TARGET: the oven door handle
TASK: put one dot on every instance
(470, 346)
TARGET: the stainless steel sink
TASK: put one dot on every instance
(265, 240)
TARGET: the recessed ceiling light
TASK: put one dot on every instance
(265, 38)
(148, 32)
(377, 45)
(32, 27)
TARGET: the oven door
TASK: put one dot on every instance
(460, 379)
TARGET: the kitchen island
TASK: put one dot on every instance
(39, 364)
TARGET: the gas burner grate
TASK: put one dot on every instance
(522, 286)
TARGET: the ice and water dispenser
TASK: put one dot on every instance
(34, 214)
==
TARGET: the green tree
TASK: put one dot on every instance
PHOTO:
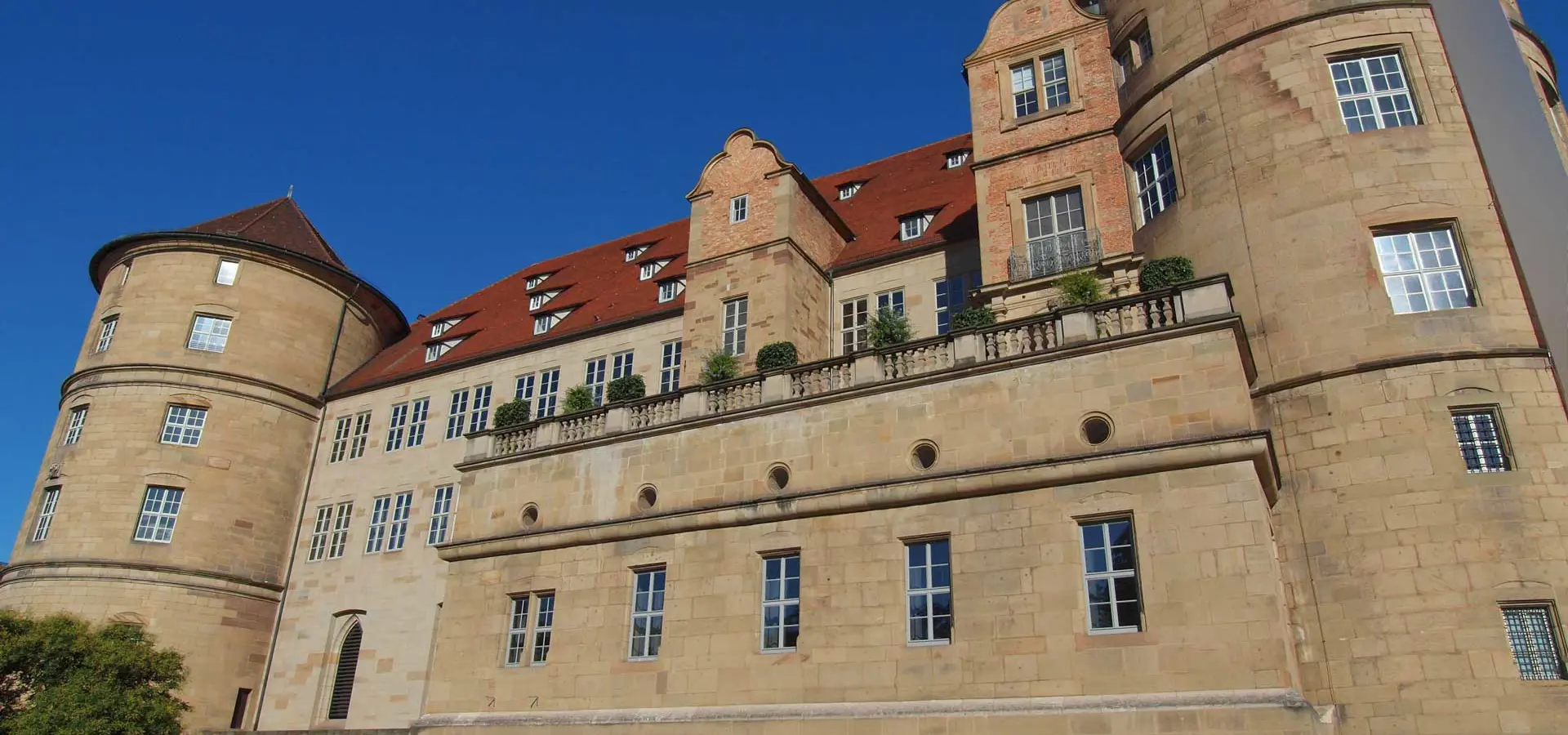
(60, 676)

◆ **TASK DETAILS**
Throughout the listing, how many lines contain the string "oven"? Give the number on its own.

◆ **OUTPUT**
2